• Location labeling dataset excerpts:
● ● ● ● ●

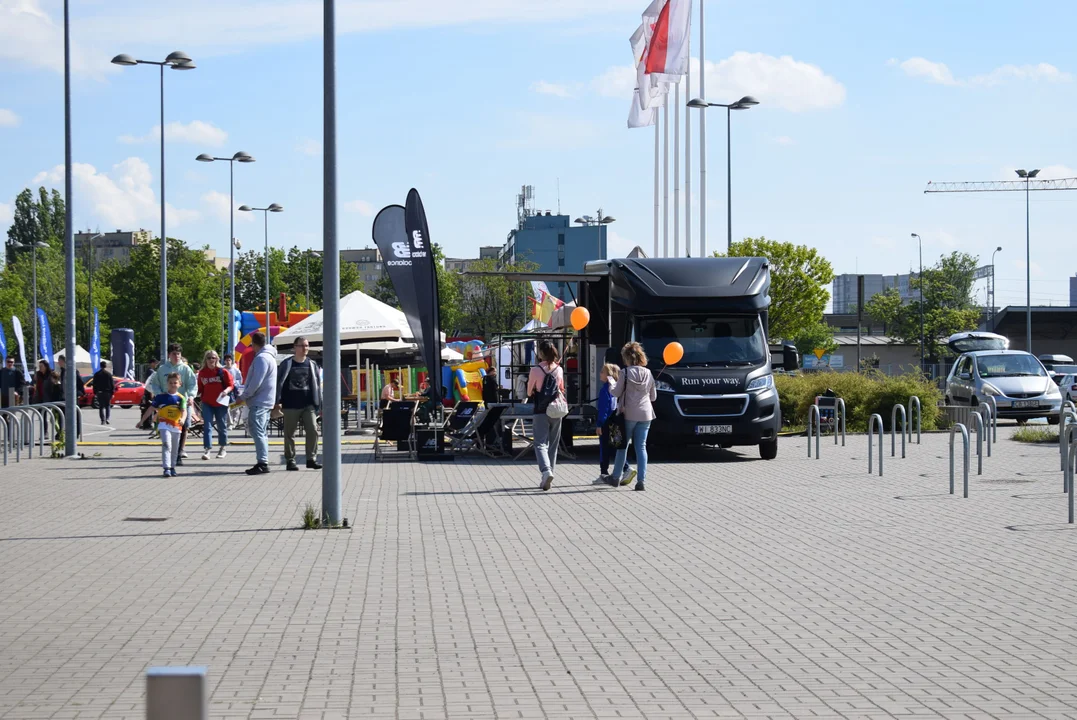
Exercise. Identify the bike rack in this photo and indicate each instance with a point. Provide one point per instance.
(1067, 477)
(964, 437)
(813, 414)
(914, 401)
(1067, 418)
(994, 418)
(893, 429)
(839, 415)
(980, 427)
(984, 411)
(871, 424)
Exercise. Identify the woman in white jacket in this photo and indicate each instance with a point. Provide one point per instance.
(635, 393)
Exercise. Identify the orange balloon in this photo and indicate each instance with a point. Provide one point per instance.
(579, 318)
(673, 353)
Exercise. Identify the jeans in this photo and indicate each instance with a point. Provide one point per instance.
(547, 434)
(105, 408)
(214, 415)
(292, 419)
(637, 431)
(169, 448)
(259, 421)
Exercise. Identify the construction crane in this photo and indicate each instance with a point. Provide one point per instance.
(1027, 183)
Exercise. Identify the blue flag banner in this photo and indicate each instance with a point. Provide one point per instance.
(95, 344)
(44, 337)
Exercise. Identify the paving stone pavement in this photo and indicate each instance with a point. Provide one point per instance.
(731, 588)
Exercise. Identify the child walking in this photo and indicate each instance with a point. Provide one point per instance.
(171, 413)
(607, 405)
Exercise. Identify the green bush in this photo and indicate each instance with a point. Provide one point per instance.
(865, 394)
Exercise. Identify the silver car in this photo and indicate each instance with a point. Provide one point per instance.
(1017, 380)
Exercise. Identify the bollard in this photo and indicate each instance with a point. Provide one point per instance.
(1065, 420)
(814, 415)
(979, 440)
(964, 437)
(177, 693)
(839, 415)
(893, 429)
(871, 424)
(914, 403)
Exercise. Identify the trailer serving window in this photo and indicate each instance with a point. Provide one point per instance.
(708, 340)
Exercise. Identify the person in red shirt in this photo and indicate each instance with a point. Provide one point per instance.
(214, 387)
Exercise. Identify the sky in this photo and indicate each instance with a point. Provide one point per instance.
(861, 106)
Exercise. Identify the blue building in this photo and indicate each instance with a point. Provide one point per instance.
(555, 245)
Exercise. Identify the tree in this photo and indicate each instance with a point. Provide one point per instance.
(799, 278)
(815, 337)
(490, 304)
(948, 302)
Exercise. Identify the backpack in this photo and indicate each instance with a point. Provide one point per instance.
(548, 399)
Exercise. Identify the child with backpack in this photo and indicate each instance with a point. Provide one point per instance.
(546, 392)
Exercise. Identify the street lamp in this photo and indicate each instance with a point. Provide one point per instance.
(997, 250)
(238, 157)
(745, 102)
(920, 242)
(33, 246)
(176, 60)
(265, 213)
(1027, 260)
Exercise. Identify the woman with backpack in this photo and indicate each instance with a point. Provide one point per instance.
(546, 391)
(635, 393)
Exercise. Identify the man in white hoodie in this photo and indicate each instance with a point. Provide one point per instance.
(260, 393)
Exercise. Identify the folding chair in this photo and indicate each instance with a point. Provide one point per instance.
(396, 425)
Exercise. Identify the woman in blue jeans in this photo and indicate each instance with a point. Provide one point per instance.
(635, 393)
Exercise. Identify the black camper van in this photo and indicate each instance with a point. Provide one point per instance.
(722, 392)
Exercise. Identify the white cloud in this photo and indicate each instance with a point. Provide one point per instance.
(918, 67)
(362, 207)
(940, 74)
(195, 132)
(122, 198)
(777, 82)
(219, 205)
(543, 87)
(309, 146)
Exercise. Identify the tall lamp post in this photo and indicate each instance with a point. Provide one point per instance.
(265, 213)
(33, 246)
(1026, 175)
(238, 157)
(176, 60)
(89, 285)
(744, 103)
(997, 250)
(920, 242)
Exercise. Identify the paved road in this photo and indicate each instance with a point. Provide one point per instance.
(733, 588)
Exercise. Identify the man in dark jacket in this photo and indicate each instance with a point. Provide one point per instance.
(11, 383)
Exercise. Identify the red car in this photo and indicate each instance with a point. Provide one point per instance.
(127, 394)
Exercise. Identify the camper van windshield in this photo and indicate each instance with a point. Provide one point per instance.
(708, 341)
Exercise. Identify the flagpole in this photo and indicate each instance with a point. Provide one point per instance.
(657, 123)
(702, 133)
(676, 170)
(687, 154)
(666, 177)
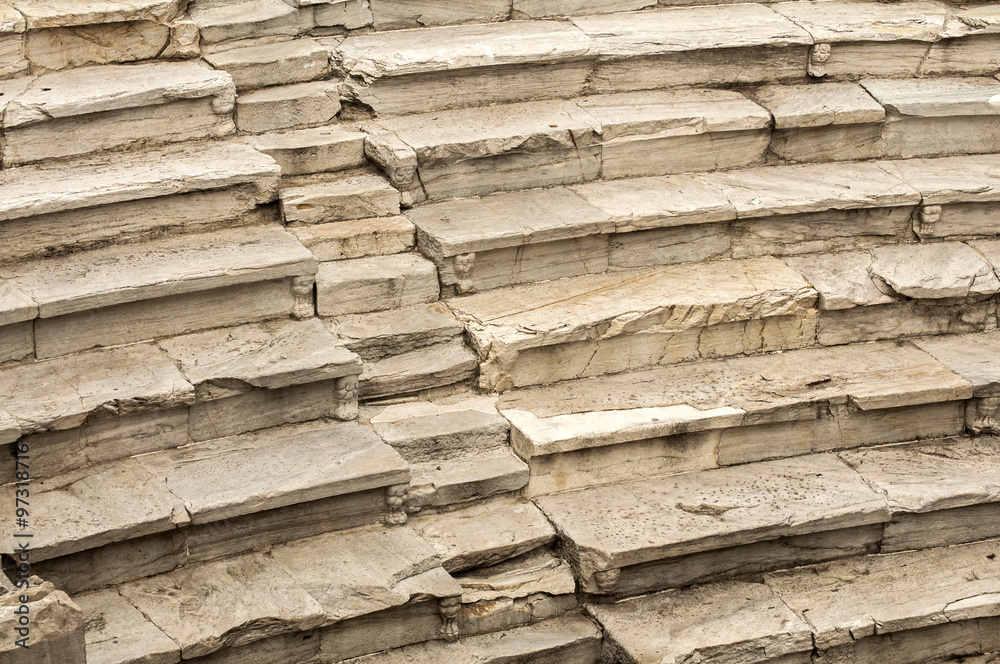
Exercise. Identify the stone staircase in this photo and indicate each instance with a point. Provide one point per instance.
(499, 331)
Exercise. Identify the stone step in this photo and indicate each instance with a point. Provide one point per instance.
(484, 533)
(406, 350)
(155, 512)
(641, 536)
(430, 69)
(477, 151)
(164, 287)
(288, 106)
(277, 63)
(315, 150)
(335, 596)
(90, 109)
(230, 381)
(118, 198)
(457, 451)
(535, 235)
(905, 607)
(624, 320)
(712, 413)
(568, 639)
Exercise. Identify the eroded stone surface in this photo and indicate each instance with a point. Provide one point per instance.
(626, 524)
(902, 591)
(224, 604)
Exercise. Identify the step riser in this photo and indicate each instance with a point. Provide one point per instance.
(778, 554)
(131, 128)
(121, 223)
(162, 552)
(168, 316)
(640, 156)
(832, 429)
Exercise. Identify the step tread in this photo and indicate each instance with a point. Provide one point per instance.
(403, 52)
(210, 481)
(157, 268)
(119, 177)
(252, 472)
(630, 301)
(268, 355)
(591, 412)
(937, 97)
(626, 524)
(62, 393)
(544, 215)
(929, 476)
(831, 604)
(484, 534)
(66, 13)
(902, 591)
(543, 642)
(100, 89)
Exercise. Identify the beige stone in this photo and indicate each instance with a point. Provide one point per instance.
(482, 535)
(726, 622)
(353, 196)
(625, 524)
(251, 472)
(902, 591)
(399, 14)
(288, 106)
(240, 600)
(318, 150)
(366, 570)
(373, 284)
(119, 633)
(59, 48)
(280, 63)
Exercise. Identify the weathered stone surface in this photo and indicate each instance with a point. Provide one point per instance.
(253, 472)
(352, 196)
(118, 634)
(485, 534)
(901, 591)
(366, 570)
(374, 284)
(399, 14)
(58, 13)
(87, 509)
(249, 18)
(969, 356)
(714, 394)
(116, 178)
(925, 477)
(318, 150)
(271, 355)
(160, 268)
(59, 48)
(280, 63)
(593, 308)
(204, 608)
(842, 279)
(288, 106)
(726, 622)
(933, 271)
(626, 524)
(63, 393)
(819, 105)
(358, 238)
(55, 631)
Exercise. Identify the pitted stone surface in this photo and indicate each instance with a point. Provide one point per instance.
(901, 591)
(624, 524)
(925, 476)
(268, 355)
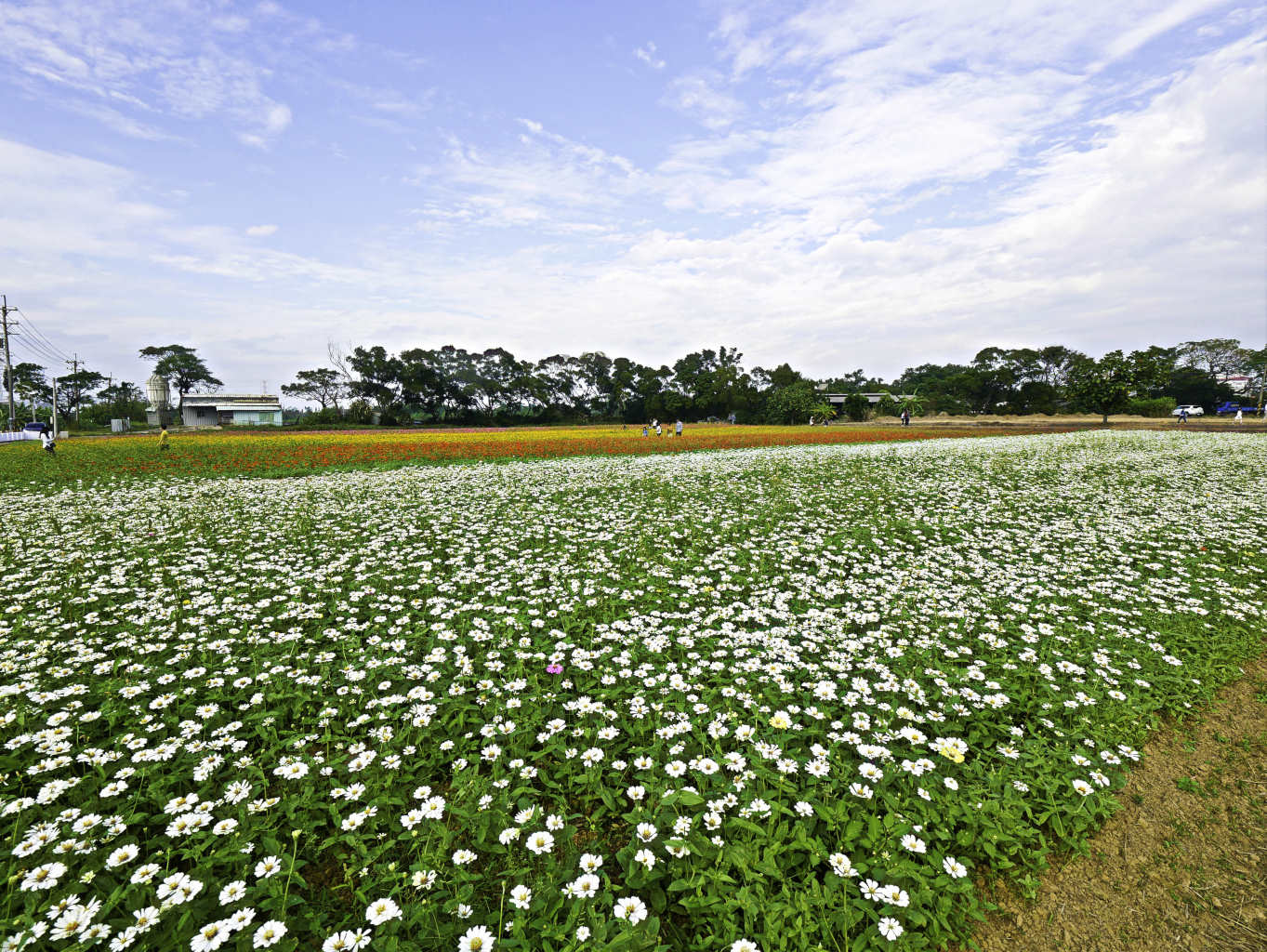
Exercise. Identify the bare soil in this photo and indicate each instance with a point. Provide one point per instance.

● ● ● ● ●

• Objective: Copy every line of the listing above word for word, leaving out the pictures.

• Task solution:
Exercise. Identify the bike rack in this photo and indicate each instance with a point. Provide one point per instance.
(1067, 477)
(964, 437)
(813, 414)
(914, 401)
(1067, 418)
(994, 418)
(893, 429)
(839, 415)
(980, 427)
(984, 411)
(871, 424)
Exercise. Identify the woman in white jacket in this photo and indicate each instance with a point. Provide one point per instance.
(635, 393)
Exercise. Identify the orange balloon in this photo and indicate each instance with a point. Provide one point per instance.
(579, 318)
(673, 353)
Exercise. Identify the jeans in this photo and indicate each instance with a point. Provide one point per instance.
(547, 434)
(105, 408)
(214, 415)
(292, 419)
(637, 431)
(169, 448)
(259, 421)
Exercise. Identify the construction crane in this photo and indicate each instance with a point. Provide one point per instance.
(1027, 183)
Exercise. Identify the blue flag banner in this photo and indicate each instance with a point. Provide one point per instance.
(95, 344)
(44, 337)
Exercise. Identify the paving stone pavement in this photo and indicate each instance with a point. Provide one point per instance.
(731, 588)
Exercise. Identify the child walking in this photo and indicate each instance with a point. Provide one point per instance.
(171, 413)
(607, 405)
Exercise. Identify the green bush in this photo and indicate each instance with a point. Provide one point per instance.
(865, 394)
Exercise. Identify the silver car in this photo and indicate each instance with a point. Provide one point per instance.
(1017, 380)
Exercise. Identify the bollard in this photo and indicate each instance with a point. Provide one point per instance.
(1065, 420)
(814, 415)
(979, 440)
(964, 437)
(177, 693)
(839, 415)
(893, 429)
(871, 424)
(914, 403)
Exercise. Identify the trailer serving window in this photo and indicate each instance with a point. Provide one point per instance.
(708, 340)
Exercise. Identify the person in red shirt in this photo and indicate each instance with a point. Provide one point per instance.
(214, 387)
Exercise. Identify the sky in this photo and indicate each instance with a point. Provide one point per instance.
(861, 106)
Exercise. Identify the blue building in this photo and indicate each instance with a point. Provide one point per instance.
(555, 245)
Exercise. Identify the tree in this photo and indicate each instance with a point. Provide one point per instance.
(799, 278)
(815, 337)
(490, 304)
(948, 302)
Exercise. Identify the backpack in this photo and indicate each instance with a point. Provide one point per instance.
(548, 399)
Exercise. Identify the child with backpack in this photo and indicate each instance with a point. Provide one point per instance.
(546, 392)
Exercise. Identify the street lamp in this photo and indicate each instance with a point. Provide one point per instance.
(997, 250)
(238, 157)
(745, 102)
(920, 242)
(33, 246)
(176, 60)
(265, 213)
(1027, 260)
Exercise. Identify the woman with backpack in this photo and indicate each instance with a point. Provide one point per instance.
(546, 391)
(635, 393)
Exercise. Identify the man in white hoodie in this photo and indicate each instance with a point. Provide one point per instance.
(260, 393)
Exercise. Identify the folding chair in this photo and indicate each instance with a point. Provide one point per instance.
(396, 425)
Exercise. Identify the woman in blue jeans in this photo and indicate each instance with a point. Provide one point per instance.
(635, 393)
Exercise. Identify the black camper van in this photo and indicate each instance with a point. Provide one point per instance.
(722, 392)
Exercise. Identify the white cloud in this photo and indicate each instance with a point. Provide one point per instance.
(918, 67)
(362, 207)
(940, 74)
(195, 132)
(122, 198)
(777, 82)
(219, 205)
(543, 87)
(309, 146)
Exercise. Identify the tall lamp post in this photo and indicate each instance with a point. Provide one point per instance.
(265, 213)
(33, 246)
(1026, 175)
(238, 157)
(176, 60)
(89, 285)
(744, 103)
(997, 250)
(920, 242)
Exercise. Identify the paved road in this photo and indicate each instance with a point. Provide one point per instance.
(733, 588)
Exercise. Identify the man in dark jacket in this photo and indicate each instance with a point. Provide one point per instance.
(11, 383)
Exercise. Identify the red car in this photo and indicate each instance with a point. Provide one point per instance.
(127, 394)
Exercise. Identify the camper van windshield in this photo and indicate each instance with a point. Provide one point per instance.
(708, 341)
Exercise. Identify the flagpole in this photo and indicate each instance with a point. Provide one point per instance.
(657, 123)
(702, 133)
(676, 170)
(687, 154)
(666, 177)
Exercise. Identify the stone staircase in this photo and indicate each instance with a point. Provide one point per instance.
(499, 331)
Exercise. Identify the stone step in this photo and indicate each instance with a point. Provide one point per instance.
(484, 533)
(406, 350)
(155, 512)
(641, 536)
(430, 69)
(477, 151)
(164, 287)
(288, 106)
(277, 63)
(315, 150)
(335, 596)
(90, 109)
(230, 381)
(118, 198)
(457, 451)
(535, 235)
(905, 607)
(624, 320)
(712, 413)
(568, 639)
Exercise. Identify the eroded stone surface in this photo and indicate each instance with a point. Provide one point per instance.
(626, 524)
(902, 591)
(224, 604)
Exercise. Identify the step riser in this photo and indicate each instance with a point. Provide one point per instance.
(778, 554)
(131, 128)
(121, 223)
(162, 552)
(168, 316)
(640, 156)
(832, 429)
Exercise. Identify the step tread in this photo and indicate each instance with a point. Provide one point per instance.
(403, 52)
(210, 481)
(157, 268)
(119, 177)
(252, 472)
(630, 301)
(268, 355)
(591, 412)
(937, 97)
(626, 524)
(62, 393)
(544, 215)
(929, 476)
(831, 604)
(484, 534)
(66, 13)
(902, 591)
(543, 642)
(100, 89)
Exercise. Identify the beige stone in this photo and indicate each instance with a point. Provide one point per instance.
(482, 535)
(726, 622)
(353, 196)
(625, 524)
(251, 472)
(902, 591)
(399, 14)
(288, 106)
(240, 600)
(318, 150)
(366, 570)
(373, 284)
(119, 633)
(59, 48)
(280, 63)
Exercise. Identify the weathered stone surface in this photo and indicate each instance with a point. Provide one point per instance.
(253, 472)
(352, 196)
(118, 634)
(485, 534)
(901, 591)
(366, 570)
(374, 284)
(399, 14)
(58, 13)
(87, 509)
(249, 18)
(969, 356)
(714, 394)
(116, 178)
(925, 477)
(318, 150)
(271, 355)
(160, 268)
(59, 48)
(280, 63)
(593, 308)
(204, 608)
(842, 279)
(288, 106)
(726, 622)
(933, 271)
(626, 524)
(63, 393)
(819, 105)
(358, 238)
(55, 631)
Exercise. Identify the pitted stone surface in this photo and indicate each instance with a point. Provide one point per instance.
(901, 591)
(624, 524)
(925, 476)
(268, 355)
Exercise. Identify the bare soil in this photo and indicate each instance with a point. Provide one point per instance.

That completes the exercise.